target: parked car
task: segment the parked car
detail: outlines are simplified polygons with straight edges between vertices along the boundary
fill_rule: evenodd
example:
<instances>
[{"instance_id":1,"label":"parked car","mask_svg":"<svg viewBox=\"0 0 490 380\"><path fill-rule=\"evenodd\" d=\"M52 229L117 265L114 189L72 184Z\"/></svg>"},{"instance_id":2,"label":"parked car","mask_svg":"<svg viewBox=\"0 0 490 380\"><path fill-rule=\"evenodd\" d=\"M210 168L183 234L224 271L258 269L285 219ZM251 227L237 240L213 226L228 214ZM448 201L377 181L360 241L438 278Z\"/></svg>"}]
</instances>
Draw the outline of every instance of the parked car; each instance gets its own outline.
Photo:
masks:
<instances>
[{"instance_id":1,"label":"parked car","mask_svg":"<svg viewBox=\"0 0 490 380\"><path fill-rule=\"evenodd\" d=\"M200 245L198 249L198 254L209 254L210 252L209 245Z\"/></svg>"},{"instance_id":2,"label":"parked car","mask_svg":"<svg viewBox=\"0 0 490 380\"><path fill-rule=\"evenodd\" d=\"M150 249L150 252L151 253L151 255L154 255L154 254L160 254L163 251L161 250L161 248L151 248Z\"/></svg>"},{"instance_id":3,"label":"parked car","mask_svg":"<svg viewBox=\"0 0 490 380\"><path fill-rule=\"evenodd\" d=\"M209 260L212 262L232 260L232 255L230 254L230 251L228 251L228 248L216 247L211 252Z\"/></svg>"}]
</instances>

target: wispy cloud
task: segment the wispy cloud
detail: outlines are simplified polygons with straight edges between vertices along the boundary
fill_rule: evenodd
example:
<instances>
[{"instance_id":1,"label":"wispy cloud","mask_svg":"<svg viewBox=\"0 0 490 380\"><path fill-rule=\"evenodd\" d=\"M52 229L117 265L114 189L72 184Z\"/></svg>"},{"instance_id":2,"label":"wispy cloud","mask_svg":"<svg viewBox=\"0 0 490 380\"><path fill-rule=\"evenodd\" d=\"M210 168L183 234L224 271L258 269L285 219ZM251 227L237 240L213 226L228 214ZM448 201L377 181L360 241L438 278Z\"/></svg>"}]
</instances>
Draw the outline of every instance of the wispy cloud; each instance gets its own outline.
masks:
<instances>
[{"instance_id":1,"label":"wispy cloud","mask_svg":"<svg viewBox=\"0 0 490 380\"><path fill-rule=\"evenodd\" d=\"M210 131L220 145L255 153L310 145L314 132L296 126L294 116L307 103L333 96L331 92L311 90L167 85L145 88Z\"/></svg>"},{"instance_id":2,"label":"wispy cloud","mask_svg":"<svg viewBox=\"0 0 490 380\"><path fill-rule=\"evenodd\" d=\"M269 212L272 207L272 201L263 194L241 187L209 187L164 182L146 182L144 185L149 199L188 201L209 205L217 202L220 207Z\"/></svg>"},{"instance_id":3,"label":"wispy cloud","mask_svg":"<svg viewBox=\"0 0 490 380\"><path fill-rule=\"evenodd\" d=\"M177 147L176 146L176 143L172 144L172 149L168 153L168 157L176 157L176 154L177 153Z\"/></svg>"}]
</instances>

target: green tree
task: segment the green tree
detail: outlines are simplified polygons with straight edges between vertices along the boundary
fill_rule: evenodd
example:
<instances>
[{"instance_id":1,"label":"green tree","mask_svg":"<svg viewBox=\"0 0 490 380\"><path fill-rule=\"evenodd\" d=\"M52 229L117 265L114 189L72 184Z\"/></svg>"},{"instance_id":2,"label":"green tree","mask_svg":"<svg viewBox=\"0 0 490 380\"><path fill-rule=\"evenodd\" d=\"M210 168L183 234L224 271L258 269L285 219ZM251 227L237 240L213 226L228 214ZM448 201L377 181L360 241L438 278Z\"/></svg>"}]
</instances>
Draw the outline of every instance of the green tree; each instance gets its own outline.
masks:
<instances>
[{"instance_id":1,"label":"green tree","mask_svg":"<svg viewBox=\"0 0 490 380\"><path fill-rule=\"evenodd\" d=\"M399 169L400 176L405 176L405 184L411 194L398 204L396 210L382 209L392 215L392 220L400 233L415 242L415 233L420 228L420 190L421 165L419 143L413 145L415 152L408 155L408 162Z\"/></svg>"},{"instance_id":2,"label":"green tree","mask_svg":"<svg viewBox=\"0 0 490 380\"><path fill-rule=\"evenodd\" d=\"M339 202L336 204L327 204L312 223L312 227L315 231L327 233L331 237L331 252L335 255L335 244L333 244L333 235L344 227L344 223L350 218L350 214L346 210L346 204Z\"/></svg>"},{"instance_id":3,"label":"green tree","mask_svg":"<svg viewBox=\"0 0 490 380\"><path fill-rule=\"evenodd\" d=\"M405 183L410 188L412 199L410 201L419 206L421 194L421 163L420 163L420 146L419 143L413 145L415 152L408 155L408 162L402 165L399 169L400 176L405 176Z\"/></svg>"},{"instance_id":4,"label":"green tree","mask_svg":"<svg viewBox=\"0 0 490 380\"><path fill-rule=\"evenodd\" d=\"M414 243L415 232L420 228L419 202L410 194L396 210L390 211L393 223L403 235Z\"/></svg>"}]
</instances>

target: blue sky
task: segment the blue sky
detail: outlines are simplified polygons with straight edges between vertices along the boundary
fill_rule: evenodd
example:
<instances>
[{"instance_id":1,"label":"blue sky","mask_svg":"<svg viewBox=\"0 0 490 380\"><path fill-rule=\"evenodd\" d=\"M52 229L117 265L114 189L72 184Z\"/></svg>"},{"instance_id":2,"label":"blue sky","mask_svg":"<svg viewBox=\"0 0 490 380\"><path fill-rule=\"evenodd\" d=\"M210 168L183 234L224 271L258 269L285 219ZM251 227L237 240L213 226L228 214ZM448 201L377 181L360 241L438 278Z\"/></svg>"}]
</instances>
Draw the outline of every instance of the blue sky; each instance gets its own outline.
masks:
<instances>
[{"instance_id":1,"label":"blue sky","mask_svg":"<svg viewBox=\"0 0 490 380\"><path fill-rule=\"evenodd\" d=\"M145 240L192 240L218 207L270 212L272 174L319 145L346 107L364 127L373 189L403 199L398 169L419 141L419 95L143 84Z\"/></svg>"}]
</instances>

────────────────

• Instructions to follow
Quote all of the material above word for word, without changing a single character.

• Solution for this exercise
target: parked car
task: segment the parked car
detail: outlines are simplified polygons with straight edges between vertices along the boundary
fill_rule: evenodd
example:
<instances>
[{"instance_id":1,"label":"parked car","mask_svg":"<svg viewBox=\"0 0 490 380\"><path fill-rule=\"evenodd\" d=\"M52 229L117 265L114 189L72 184Z\"/></svg>"},{"instance_id":2,"label":"parked car","mask_svg":"<svg viewBox=\"0 0 490 380\"><path fill-rule=\"evenodd\" d=\"M210 168L183 234L224 271L258 269L285 219ZM251 227L237 240L213 226L228 214ZM448 201L377 181L360 241L438 278Z\"/></svg>"}]
</instances>
Draw the outline of every instance of the parked car; each instance gets its own outline.
Photo:
masks:
<instances>
[{"instance_id":1,"label":"parked car","mask_svg":"<svg viewBox=\"0 0 490 380\"><path fill-rule=\"evenodd\" d=\"M200 245L198 249L198 254L209 254L210 252L209 245Z\"/></svg>"},{"instance_id":2,"label":"parked car","mask_svg":"<svg viewBox=\"0 0 490 380\"><path fill-rule=\"evenodd\" d=\"M150 249L150 252L151 253L151 255L154 255L154 254L160 254L163 251L161 250L161 248L151 248Z\"/></svg>"},{"instance_id":3,"label":"parked car","mask_svg":"<svg viewBox=\"0 0 490 380\"><path fill-rule=\"evenodd\" d=\"M209 260L212 262L232 260L232 255L230 254L230 251L228 251L228 248L216 247L211 252Z\"/></svg>"}]
</instances>

target: wispy cloud
task: segment the wispy cloud
detail: outlines are simplified polygons with straight edges between vertices along the boundary
fill_rule: evenodd
example:
<instances>
[{"instance_id":1,"label":"wispy cloud","mask_svg":"<svg viewBox=\"0 0 490 380\"><path fill-rule=\"evenodd\" d=\"M52 229L117 265L114 189L72 184Z\"/></svg>"},{"instance_id":2,"label":"wispy cloud","mask_svg":"<svg viewBox=\"0 0 490 380\"><path fill-rule=\"evenodd\" d=\"M210 168L183 234L224 271L258 269L285 219ZM251 227L237 240L213 226L228 214ZM448 201L377 181L360 241L438 278Z\"/></svg>"}]
</instances>
Draw the outline of every instance of the wispy cloud; each instance gets its own outline.
masks:
<instances>
[{"instance_id":1,"label":"wispy cloud","mask_svg":"<svg viewBox=\"0 0 490 380\"><path fill-rule=\"evenodd\" d=\"M210 131L220 145L255 153L310 145L314 132L296 126L294 116L307 103L333 96L331 92L311 90L167 85L145 88Z\"/></svg>"},{"instance_id":2,"label":"wispy cloud","mask_svg":"<svg viewBox=\"0 0 490 380\"><path fill-rule=\"evenodd\" d=\"M269 212L272 207L272 201L263 194L241 187L209 187L164 182L146 182L144 185L149 199L188 201L209 205L217 202L220 207Z\"/></svg>"},{"instance_id":3,"label":"wispy cloud","mask_svg":"<svg viewBox=\"0 0 490 380\"><path fill-rule=\"evenodd\" d=\"M177 147L176 146L176 143L172 144L172 149L168 153L168 157L176 157L176 154L177 153Z\"/></svg>"}]
</instances>

target: green tree
task: segment the green tree
detail: outlines are simplified polygons with straight edges between vertices along the boundary
fill_rule: evenodd
example:
<instances>
[{"instance_id":1,"label":"green tree","mask_svg":"<svg viewBox=\"0 0 490 380\"><path fill-rule=\"evenodd\" d=\"M52 229L117 265L114 189L72 184Z\"/></svg>"},{"instance_id":2,"label":"green tree","mask_svg":"<svg viewBox=\"0 0 490 380\"><path fill-rule=\"evenodd\" d=\"M210 168L183 234L224 271L258 269L285 219ZM251 227L237 240L213 226L228 214ZM448 201L377 181L360 241L438 278Z\"/></svg>"}]
</instances>
Draw the outline of every instance of the green tree; each instance gets its own outline.
masks:
<instances>
[{"instance_id":1,"label":"green tree","mask_svg":"<svg viewBox=\"0 0 490 380\"><path fill-rule=\"evenodd\" d=\"M399 169L400 176L405 176L405 184L411 194L398 204L396 210L382 209L392 215L392 220L400 233L415 242L415 233L420 228L420 190L421 165L419 143L413 145L415 152L408 155L408 162Z\"/></svg>"},{"instance_id":2,"label":"green tree","mask_svg":"<svg viewBox=\"0 0 490 380\"><path fill-rule=\"evenodd\" d=\"M339 202L336 204L327 204L312 223L312 227L315 231L327 233L331 237L331 252L335 255L335 244L333 244L333 235L344 227L344 223L350 218L350 214L346 210L346 204Z\"/></svg>"},{"instance_id":3,"label":"green tree","mask_svg":"<svg viewBox=\"0 0 490 380\"><path fill-rule=\"evenodd\" d=\"M405 183L410 188L412 199L410 201L419 206L421 194L421 163L420 163L420 146L419 143L413 145L415 152L408 155L408 162L402 165L399 169L400 176L405 176Z\"/></svg>"},{"instance_id":4,"label":"green tree","mask_svg":"<svg viewBox=\"0 0 490 380\"><path fill-rule=\"evenodd\" d=\"M414 243L415 232L420 228L419 202L410 194L396 210L390 211L393 223L403 235Z\"/></svg>"}]
</instances>

target: blue sky
task: segment the blue sky
detail: outlines are simplified polygons with straight edges between vertices along the boundary
fill_rule: evenodd
example:
<instances>
[{"instance_id":1,"label":"blue sky","mask_svg":"<svg viewBox=\"0 0 490 380\"><path fill-rule=\"evenodd\" d=\"M52 229L117 265L114 189L72 184Z\"/></svg>"},{"instance_id":2,"label":"blue sky","mask_svg":"<svg viewBox=\"0 0 490 380\"><path fill-rule=\"evenodd\" d=\"M210 168L183 234L224 271L258 269L285 219ZM251 227L237 240L213 226L228 214ZM448 201L377 181L360 241L438 278Z\"/></svg>"}]
</instances>
Draw the outline of every instance of the blue sky; each instance gets its own outline.
masks:
<instances>
[{"instance_id":1,"label":"blue sky","mask_svg":"<svg viewBox=\"0 0 490 380\"><path fill-rule=\"evenodd\" d=\"M145 240L192 240L218 207L270 212L272 174L319 145L346 107L364 127L373 189L403 199L398 169L419 141L419 95L143 84Z\"/></svg>"}]
</instances>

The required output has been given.